→ **La tarea**
Enumera todos los nombres propios de lugares geográficos que aparecen en el fragmento sobre Lorca.

→ **Fragmento de página**
La imagen del gitano —el «pseudo-gitanillo» en frase de Francisco Ayala— cede,
a veces, a la del árabe, al Lorca «africano, envuelto en pañales como un profeta».
Aun después de distanciarse de lo gitano, lo granadino, lo andaluz, y pasar un
año de ascesis publicitaria en Nueva York (1929-1930) será Lorca todavía un
«califa en tono menor»: «Ha sacado su alfanje [y] de un golpe ha segado los
rascacielos de Manhattan».[6] Sea gitano jactancioso, profeta árabe,
o un abigarrado y «aristocrático Camborio dentro de un mono azul de mecánico»
(el del grupo teatral La Barraca), Lorca es, durante su segunda salida al
extranjero —Buenos Aires y Montevideo, 1933-1934—, un poeta «esencial»; con un
«españolismo acentuado»; es un «purísimo ejemplo del granadinismo más
granadinamente granadino, hombre mediterráneo soñoliento y guerrero».
Igual
de nauseabunda es la imagen del poeta como niño ingenuo. «Federico es un niño»,
comenta Pablo Neruda en una entrevista reimpresa en este tomo. «Un niño grande.

→ **Datos proporcionados**

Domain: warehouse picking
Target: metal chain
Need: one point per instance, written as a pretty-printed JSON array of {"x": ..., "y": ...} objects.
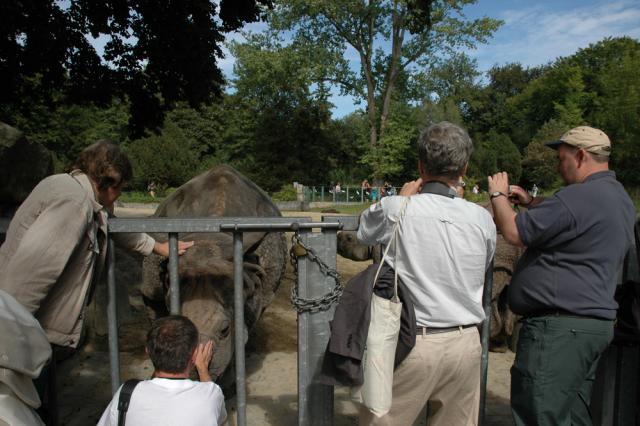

→ **Respuesta al ejercicio**
Los lugares nombrados son Nueva York, Manhattan, Buenos Aires y Montevideo.